1. Field
Example embodiments relate to a resistive random access memory (RRAM) having a solid solution layer and method of manufacturing the same. Other example embodiments relate to a RRAM having a transition metal solid solution layer between an electrode and a resistive layer to stabilize voltage and resistance variations of the RRAM.
2. Description of the Related Art
Conventionally, a semiconductor memory array structure includes memory cells, which are connected to one another. Each of the conventional memory cells of a dynamic random access memory (DRAM), which represents a semiconductor memory, includes a switch and a capacitor. DRAMs exhibit high integration and fast operating speed. If the power supply is removed from the DRAM, then all of the stored data is erased from the DRAM.
A flash memory represents a non-volatile memory capable of preserving stored data from being erased after the power supply is removed. Flash memories have non-volatile characteristics that are different than a volatile memory. Flash memories have a lower degree of integration and a slower operating speed than a DRAM.
Examples of a non-volatile memory, which have been studied, include a magnetic RAM (MRAM), a ferroelectric RAM (FRAM), a phase-change RAM (PRAM), etc.
MRAMs and FRAMs have been the focus of recent research. MRAMs store data according to the change in the polarization direction of a tunnel junction. FRAMs store data using polarization characteristics of a ferroelectric layer. MRAMs and FRAMs have higher integration, faster operating speeds and increased data retention characteristics. MRAMs and FRAMs may be driven at a lower power.
PRAMs store data according to a change in the resistance value caused by a phase change of a specific material. PRAMs include a resistor and a switch (transistor). If a method of manufacturing a conventional DRAM is used to manufacture the PRAM, then etching is difficult to perform. The additional time needed to etch may lower productivity and increase unit cost of PRAM products. As such, the competitive power of PRAMs may decrease.
A resistive RAM (RRAM) stores data according to a change in a variable resistance characteristic of a transition metal oxide (i.e., a resistance value varying according to voltage).
FIG. 1A is a diagram illustrating a cross-sectional view of a conventional RRAM using a conventional resistive transformation material having a conventional structure.
Referring to FIG. 1A, the conventional RRAM includes a lower electrode 11, a resistive layer 12 and an upper electrode 13, sequentially formed. The resistive layer 12 may be formed of a transition metal oxide. The lower and upper electrodes 11 and 13 may be formed of electrode materials used for a conventional semiconductor memory device.
▬▬▬
-- REQUIREMENT A --
In the passage on resistive random access memory, how do MRAMs store data?
-- REQUIREMENT B --
Carry on the passage on resistive random access memory, picking up after its final sentence.
▬▬▬
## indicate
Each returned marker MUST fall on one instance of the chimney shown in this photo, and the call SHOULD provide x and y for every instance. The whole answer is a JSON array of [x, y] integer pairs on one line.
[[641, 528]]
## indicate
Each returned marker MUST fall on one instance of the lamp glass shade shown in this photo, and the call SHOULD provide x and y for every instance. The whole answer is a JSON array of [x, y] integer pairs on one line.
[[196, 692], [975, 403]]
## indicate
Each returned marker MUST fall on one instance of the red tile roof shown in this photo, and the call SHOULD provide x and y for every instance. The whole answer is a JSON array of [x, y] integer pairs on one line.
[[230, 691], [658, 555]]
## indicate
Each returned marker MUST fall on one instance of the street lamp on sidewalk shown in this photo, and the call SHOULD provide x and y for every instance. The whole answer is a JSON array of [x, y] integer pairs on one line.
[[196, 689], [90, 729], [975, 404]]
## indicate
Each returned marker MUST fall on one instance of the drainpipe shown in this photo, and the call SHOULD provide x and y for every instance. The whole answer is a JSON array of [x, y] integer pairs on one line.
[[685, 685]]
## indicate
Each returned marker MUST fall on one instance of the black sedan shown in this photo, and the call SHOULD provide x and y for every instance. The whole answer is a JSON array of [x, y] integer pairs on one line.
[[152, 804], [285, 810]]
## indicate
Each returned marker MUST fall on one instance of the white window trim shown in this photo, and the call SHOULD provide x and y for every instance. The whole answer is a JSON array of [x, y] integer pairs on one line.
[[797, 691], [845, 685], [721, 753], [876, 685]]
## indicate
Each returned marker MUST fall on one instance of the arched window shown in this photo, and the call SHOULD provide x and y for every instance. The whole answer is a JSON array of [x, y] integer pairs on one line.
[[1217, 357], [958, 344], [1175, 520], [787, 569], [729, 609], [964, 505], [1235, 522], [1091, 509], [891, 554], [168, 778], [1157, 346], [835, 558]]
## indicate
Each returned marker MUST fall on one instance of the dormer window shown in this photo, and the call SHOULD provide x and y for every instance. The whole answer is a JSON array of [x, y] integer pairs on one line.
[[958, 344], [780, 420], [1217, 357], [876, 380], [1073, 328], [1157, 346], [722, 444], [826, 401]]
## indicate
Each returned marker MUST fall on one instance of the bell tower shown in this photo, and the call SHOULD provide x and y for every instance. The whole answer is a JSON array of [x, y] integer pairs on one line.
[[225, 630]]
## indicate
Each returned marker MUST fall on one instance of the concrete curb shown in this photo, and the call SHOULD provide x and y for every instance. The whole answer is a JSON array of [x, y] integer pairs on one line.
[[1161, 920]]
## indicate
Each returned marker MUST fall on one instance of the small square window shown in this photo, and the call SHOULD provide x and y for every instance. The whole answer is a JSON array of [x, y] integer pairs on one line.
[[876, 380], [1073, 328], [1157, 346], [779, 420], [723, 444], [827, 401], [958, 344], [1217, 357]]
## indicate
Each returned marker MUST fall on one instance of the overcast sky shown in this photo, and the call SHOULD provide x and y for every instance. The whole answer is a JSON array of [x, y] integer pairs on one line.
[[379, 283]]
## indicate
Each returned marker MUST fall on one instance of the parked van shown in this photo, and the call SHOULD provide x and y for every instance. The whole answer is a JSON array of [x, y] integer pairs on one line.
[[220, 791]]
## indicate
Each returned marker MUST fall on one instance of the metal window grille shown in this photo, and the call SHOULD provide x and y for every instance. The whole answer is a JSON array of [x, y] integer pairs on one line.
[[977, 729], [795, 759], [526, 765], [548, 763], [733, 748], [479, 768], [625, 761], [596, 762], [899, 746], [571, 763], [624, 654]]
▬▬▬
-- REPLY A --
They store data according to the change in the polarization direction of a tunnel junction.

-- REPLY B --
FIG. 1B is a graph illustrating a relationship between a voltage V applied to the lower and upper electrodes 11 and 13 and a current I flowing in the resistive layer 12. The resistive layer 12 may be formed of a transition metal oxide as described above.
Referring to FIG. 1B, the voltage V was gradually increased from 0V in order to measure variations in the current flowing in the resistive layer 12. The current flowing in the resistive layer 12 gradually increases for an applied voltage between 0V and about 1V. The current flowing in the resistive layer 12 decreases in response to an increase in resistance at a voltage V of about 1V. The current flowing in the resistive layer 12 increases in response to a further increase of the voltage V. A higher resistance state of the resistive layer 12 refers to a reset state and a lower resistance state of the resistive layer 12 refers to a set state.
In FIG. 1B, the voltage applied when the set state changes into the reset state is referred to as a reset voltage RV. The reset voltage is within a range between about 0.6V and 1.2V. The highest value of a resistance SR in the set state may be 10 or more times greater than the lowest value of a resistance SR in the set state. A set voltage SV, which is applied when the reset state changes into the set state, may be within a range between 1.5V and 4.6V. As such, the set voltage SV may have a higher variation value.
As described above, the voltage and the resistance variations of the conventional RRAM are higher due to an unstable resistance level of the resistive layer 12. Reliability of the conventional RRAM decreases due to unstable set and reset voltages, etc.